Archive for March 24th, 2008

Mar 24 2008

Prescriptions for Improving Legal Education

This blog may be the first of a few reactions to Prof. John Sonsteng’s essay, “A Legal Education Renaissance: A Practical Approach for the Twenty-First Century” (34 William Mitchell Law Review 303-472 (2007)).

The essay’s thesis is that our current method of educating future lawyers is old and wheezy. (It states that it’s older than blue jeans, so perhaps Prof. Sonsteng peeked into one of my dresser drawers.) However, his “Renaissance” primarily recounts the decades-old writings of educational theorists who promoted experiential learning, and collects together already-existing “innovative” law school course and programs.

We should applaud Prof. Sonsteng for encouraging continued curricular reform (or at least a dialogue about the need for curricular reform). But, despite its epic length and paradigm-shifting title, I don’t think anything here is the legal education equivalent of the apple falling on Newton’s head, Madame Curie discovering penecillin in a bit of mold, or Michelangelo painting the Sistine Chapel. I don’t think anything in the essay will prompt law school deans to heed its call for each law school to spend the next 17 years developing and continously revising ots own new curriculum. (And why should each law school have to do this for itself anyway? Not very efficient!)

Enough generalities, here are three specific concerns.

▶ Dataset content:

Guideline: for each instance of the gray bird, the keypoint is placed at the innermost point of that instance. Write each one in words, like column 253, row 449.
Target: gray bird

* * *

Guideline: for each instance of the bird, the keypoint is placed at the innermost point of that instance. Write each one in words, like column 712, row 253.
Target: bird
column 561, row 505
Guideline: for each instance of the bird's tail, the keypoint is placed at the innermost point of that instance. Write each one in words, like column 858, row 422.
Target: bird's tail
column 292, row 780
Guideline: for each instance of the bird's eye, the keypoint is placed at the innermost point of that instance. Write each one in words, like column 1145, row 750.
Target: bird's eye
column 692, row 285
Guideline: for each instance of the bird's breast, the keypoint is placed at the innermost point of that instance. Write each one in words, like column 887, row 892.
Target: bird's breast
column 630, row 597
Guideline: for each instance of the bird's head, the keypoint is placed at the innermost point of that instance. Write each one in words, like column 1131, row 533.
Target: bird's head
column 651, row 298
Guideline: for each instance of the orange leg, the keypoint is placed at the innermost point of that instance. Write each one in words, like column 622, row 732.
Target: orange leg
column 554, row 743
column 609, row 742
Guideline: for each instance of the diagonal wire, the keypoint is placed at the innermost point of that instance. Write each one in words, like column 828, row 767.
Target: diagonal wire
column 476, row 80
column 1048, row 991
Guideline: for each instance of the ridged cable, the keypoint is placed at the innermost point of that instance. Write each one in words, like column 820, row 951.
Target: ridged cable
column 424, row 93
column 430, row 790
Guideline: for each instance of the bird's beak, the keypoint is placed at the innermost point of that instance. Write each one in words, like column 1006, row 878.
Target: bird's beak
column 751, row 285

==

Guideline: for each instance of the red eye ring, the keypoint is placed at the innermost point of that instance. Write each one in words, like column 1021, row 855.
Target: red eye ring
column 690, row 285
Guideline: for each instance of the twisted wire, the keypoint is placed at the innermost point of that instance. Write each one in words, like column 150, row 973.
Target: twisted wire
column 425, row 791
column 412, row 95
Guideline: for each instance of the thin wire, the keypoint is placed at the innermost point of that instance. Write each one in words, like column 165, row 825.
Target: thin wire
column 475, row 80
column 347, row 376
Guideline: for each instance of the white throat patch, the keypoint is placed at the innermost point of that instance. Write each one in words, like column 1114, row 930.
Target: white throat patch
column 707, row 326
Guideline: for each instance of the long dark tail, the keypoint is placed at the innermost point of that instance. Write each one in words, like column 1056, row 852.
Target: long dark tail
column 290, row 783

▶ Parts of the exercise:
A – Can you reproduce the legal education post word for word, starting at "The essay’s thesis" and stopping after "course and programs."?
B – Could you pick up the legal education post after its last sentence and keep writing it?
The lines come from a separate source, unrelated to the legal education post.

▶ The replies:
A –
The essay’s thesis is that our current method of educating future lawyers is old and wheezy. (It states that it’s older than blue jeans, so perhaps Prof. Sonsteng peeked into one of my dresser drawers.) However, his “Renaissance” primarily recounts the decades-old writings of educational theorists who promoted experiential learning, and collects together already-existing “innovative” law school course and programs.

B –
1. In the very first paragraph, the essay states that law schools should promise their students that upon graduation they will be prepared to practice law. If law schools do make that promise, many of their students may indeed practice law immediately upon graduation- as plaintiffs in a breach of contract action. Consider the myriads of ways in which law school graduates use their law degrees. Even those who could be said to be practicing law do very different things. So how can law schools promise that their students will be prepared to “practice law.” And at what level of practice? The essay cites studies showing that lawyers think they improve with experience– so to what level of expertise does the promise pertain? And why should law schools make that promise? Many students come to law school with no desire to practice law; should they be shunted elsewhere? To where– all law schools are to make the same promise? So right off the bat, the essay’s premise troubles me.

2. Even at its general level, the essay has a number of inconsistencies. Here’s one. Law schools should promise students that they will be prepared to practice law when they graduate. Fine, for the sake of argument. But the practice of law is often stressful, right? So why should stress-reduction be an important aspect of law school reform? (p. 339) Maybe law schools should promise to prepare graduates only for low-stress types of law practice?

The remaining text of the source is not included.